Records from a point labeling set
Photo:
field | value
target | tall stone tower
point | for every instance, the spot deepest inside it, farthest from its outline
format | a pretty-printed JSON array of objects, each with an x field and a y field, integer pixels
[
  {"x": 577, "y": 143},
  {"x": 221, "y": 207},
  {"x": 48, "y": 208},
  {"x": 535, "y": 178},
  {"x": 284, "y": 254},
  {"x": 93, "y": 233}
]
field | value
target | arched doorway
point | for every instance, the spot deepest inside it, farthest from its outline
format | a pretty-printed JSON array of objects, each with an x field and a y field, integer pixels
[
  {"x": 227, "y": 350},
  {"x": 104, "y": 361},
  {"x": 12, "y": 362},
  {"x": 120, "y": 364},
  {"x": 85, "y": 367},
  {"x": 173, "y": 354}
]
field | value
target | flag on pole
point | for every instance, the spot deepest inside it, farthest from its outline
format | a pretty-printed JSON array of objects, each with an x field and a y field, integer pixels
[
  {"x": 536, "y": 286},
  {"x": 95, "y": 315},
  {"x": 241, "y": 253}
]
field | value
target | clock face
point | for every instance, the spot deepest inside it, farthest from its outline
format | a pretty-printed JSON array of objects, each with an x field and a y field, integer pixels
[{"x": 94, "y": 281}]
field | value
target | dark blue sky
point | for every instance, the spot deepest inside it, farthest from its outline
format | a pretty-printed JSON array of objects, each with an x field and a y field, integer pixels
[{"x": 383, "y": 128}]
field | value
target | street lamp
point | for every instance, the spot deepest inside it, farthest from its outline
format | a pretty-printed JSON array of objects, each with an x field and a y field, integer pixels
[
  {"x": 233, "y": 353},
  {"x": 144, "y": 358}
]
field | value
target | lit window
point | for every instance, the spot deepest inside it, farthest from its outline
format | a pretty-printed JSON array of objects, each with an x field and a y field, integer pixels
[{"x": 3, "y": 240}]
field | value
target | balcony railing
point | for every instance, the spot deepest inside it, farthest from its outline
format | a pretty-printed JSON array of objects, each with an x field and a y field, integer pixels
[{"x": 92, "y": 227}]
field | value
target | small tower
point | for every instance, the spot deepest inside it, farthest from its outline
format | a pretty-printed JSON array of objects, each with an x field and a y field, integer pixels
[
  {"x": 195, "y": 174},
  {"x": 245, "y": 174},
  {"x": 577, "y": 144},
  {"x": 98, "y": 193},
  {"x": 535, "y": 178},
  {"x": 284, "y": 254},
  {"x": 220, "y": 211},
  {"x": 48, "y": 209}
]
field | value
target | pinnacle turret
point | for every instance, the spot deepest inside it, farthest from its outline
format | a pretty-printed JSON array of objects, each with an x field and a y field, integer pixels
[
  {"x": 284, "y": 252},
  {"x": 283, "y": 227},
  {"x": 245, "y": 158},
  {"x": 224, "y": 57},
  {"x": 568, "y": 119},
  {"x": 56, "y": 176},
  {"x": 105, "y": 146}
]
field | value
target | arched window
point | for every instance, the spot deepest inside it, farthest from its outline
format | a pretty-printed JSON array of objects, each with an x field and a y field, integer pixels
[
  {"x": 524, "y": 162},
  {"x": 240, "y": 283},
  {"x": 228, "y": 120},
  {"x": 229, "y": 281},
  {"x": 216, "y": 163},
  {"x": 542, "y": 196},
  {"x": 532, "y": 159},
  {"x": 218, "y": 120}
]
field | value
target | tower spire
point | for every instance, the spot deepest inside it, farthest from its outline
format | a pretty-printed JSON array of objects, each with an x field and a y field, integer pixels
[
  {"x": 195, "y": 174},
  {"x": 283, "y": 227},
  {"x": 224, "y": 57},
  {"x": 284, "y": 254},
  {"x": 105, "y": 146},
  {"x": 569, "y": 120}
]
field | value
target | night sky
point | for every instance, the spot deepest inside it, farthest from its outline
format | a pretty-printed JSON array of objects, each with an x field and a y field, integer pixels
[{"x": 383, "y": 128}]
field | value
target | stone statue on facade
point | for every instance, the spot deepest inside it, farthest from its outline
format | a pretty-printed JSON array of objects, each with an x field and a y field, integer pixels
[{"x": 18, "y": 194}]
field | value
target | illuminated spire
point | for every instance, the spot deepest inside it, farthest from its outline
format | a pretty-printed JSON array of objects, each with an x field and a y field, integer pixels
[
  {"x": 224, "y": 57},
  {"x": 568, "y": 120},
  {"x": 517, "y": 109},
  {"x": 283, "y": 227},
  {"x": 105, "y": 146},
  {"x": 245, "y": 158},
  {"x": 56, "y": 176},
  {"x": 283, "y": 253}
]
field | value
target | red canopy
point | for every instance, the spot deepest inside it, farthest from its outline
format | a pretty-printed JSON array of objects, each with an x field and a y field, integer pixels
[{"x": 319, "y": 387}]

-- What is needed --
Copy the entries above exactly, leaving none out.

-- Answer to the task --
Photo:
field | value
target | tall stone tower
point | for every instance, the spot deepest inside it, farthest from its outline
format | a pretty-printed JSON array of objects, each with an x field and a y field, integer pixels
[
  {"x": 577, "y": 143},
  {"x": 221, "y": 207},
  {"x": 48, "y": 208},
  {"x": 535, "y": 178},
  {"x": 284, "y": 254},
  {"x": 93, "y": 233}
]
field | value
target | arched doorway
point | for every instance, the spot deepest inside it, farthest from its outline
format | a pretty-printed JSON array of objects, each with an x field and a y field, integer pixels
[
  {"x": 227, "y": 350},
  {"x": 104, "y": 361},
  {"x": 12, "y": 362},
  {"x": 120, "y": 364},
  {"x": 85, "y": 367},
  {"x": 173, "y": 354}
]
field | value
target | flag on pole
point | for every instance, the spot deepest inside it, farthest from its outline
format | a pretty-printed JSON array of objects, each with an x field and a y field, integer pixels
[
  {"x": 536, "y": 286},
  {"x": 95, "y": 315},
  {"x": 241, "y": 253}
]
field | value
target | clock face
point | for every instance, the spot deepest inside it, farthest from its outline
format | a pretty-printed JSON array of objects, each with an x field and a y field, integer pixels
[{"x": 94, "y": 281}]
field | value
target | dark blue sky
point | for every instance, the spot deepest inside it, farthest from its outline
format | a pretty-printed JSON array of objects, each with an x field and a y field, integer pixels
[{"x": 383, "y": 128}]
field | value
target | street lamp
point | for every instance, the spot deepest inside it, farthest from its outline
format | a pretty-printed JSON array of objects, each with an x field and a y field, integer pixels
[
  {"x": 233, "y": 353},
  {"x": 144, "y": 358}
]
field | value
target | lit window
point | for every instance, the spot deepest inside it, farthest from its outline
format | a pretty-printed JSON array of objects, each with an x field and a y field, integer pixels
[{"x": 3, "y": 240}]
field | value
target | balcony railing
point | for every instance, the spot deepest inside it, farthest from its outline
format | a pretty-printed JSON array of objects, each with an x field and a y field, integer pixels
[{"x": 92, "y": 227}]
field | value
target | small tower
point | for every instance, the spot deepest inside it, farthest from its outline
format | a pretty-printed JSON array of objects, each with an x field and a y field, integer pixels
[
  {"x": 195, "y": 174},
  {"x": 245, "y": 174},
  {"x": 577, "y": 144},
  {"x": 98, "y": 193},
  {"x": 535, "y": 178},
  {"x": 284, "y": 254},
  {"x": 220, "y": 211},
  {"x": 48, "y": 209}
]
field | value
target | pinnacle turret
point | for every instance, the spot deepest inside it, farthest from its outline
format | a pretty-printed JSON array of objects, each with an x field and a y field, integer pixels
[
  {"x": 284, "y": 252},
  {"x": 283, "y": 227},
  {"x": 245, "y": 158},
  {"x": 224, "y": 57},
  {"x": 568, "y": 119},
  {"x": 56, "y": 176},
  {"x": 105, "y": 146}
]
field | value
target | arched window
point | for every instance, the spot deepest inside it, farthest from its outline
format | a pretty-printed JSON array of objects, each with an x field and a y field, integer pixels
[
  {"x": 524, "y": 162},
  {"x": 240, "y": 283},
  {"x": 228, "y": 120},
  {"x": 229, "y": 281},
  {"x": 216, "y": 163},
  {"x": 542, "y": 196},
  {"x": 532, "y": 159},
  {"x": 218, "y": 120}
]
field | value
target | tower spire
point | for every instance, the spot deepest inside it, farthest from its outline
format | a pretty-printed JSON array of objects, each with an x field and a y field, integer pixels
[
  {"x": 195, "y": 174},
  {"x": 283, "y": 227},
  {"x": 224, "y": 57},
  {"x": 284, "y": 254},
  {"x": 105, "y": 146},
  {"x": 569, "y": 120}
]
field | value
target | night sky
point | for every instance, the spot deepest inside it, farthest from its outline
format | a pretty-printed JSON array of objects, each with an x field and a y field, integer pixels
[{"x": 383, "y": 128}]
field | value
target | stone statue on facade
point | for every instance, the spot deepest inside it, farthest from its outline
format | a pretty-printed JSON array of objects, each with an x field and a y field, integer pixels
[{"x": 18, "y": 194}]
field | value
target | illuminated spire
point | for every instance, the spot deepest inside it, farthest from its outline
format | a pretty-printed JSON array of objects, each with an x field and a y field, integer pixels
[
  {"x": 224, "y": 57},
  {"x": 568, "y": 120},
  {"x": 517, "y": 109},
  {"x": 283, "y": 227},
  {"x": 105, "y": 146},
  {"x": 245, "y": 158},
  {"x": 56, "y": 176},
  {"x": 283, "y": 253}
]
field | value
target | red canopy
point | for every instance, the spot deepest inside it, farthest from its outline
format | a pretty-printed JSON array of objects, each with an x field and a y field, integer pixels
[{"x": 319, "y": 387}]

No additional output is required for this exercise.